# [What is asked]
Locate each line in the data below that contains the word "window" and copy those lines out in full.

# [Provided data]

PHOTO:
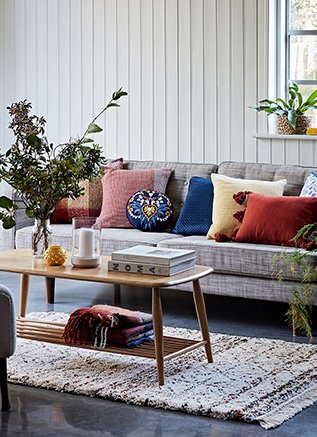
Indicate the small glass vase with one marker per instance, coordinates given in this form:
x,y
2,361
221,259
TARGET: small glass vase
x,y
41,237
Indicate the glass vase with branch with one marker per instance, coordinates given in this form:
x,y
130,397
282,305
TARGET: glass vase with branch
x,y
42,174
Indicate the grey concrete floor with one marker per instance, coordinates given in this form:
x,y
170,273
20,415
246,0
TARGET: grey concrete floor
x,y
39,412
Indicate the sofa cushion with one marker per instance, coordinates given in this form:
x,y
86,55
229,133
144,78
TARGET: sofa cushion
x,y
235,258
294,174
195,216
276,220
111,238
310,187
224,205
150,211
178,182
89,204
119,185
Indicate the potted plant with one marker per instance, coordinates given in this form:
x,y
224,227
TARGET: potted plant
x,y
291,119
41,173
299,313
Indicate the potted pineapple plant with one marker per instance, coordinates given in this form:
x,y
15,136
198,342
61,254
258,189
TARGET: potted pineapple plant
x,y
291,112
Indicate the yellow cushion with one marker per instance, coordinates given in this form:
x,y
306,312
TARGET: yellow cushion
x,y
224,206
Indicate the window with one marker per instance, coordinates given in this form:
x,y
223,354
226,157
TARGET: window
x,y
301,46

==

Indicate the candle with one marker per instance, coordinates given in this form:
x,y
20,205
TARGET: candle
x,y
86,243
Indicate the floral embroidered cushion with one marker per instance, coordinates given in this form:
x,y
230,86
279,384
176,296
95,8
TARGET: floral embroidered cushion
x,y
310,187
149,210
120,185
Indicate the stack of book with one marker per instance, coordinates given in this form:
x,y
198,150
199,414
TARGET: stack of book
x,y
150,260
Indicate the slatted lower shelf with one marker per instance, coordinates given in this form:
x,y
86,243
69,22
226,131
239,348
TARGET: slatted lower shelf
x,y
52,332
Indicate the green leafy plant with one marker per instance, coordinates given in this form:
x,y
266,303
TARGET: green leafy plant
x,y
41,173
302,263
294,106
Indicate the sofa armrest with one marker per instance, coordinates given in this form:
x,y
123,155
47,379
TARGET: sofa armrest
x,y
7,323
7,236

# [Result of this exercise]
Indicate the window with one marker per instance, coordinates given in this form:
TARGET: window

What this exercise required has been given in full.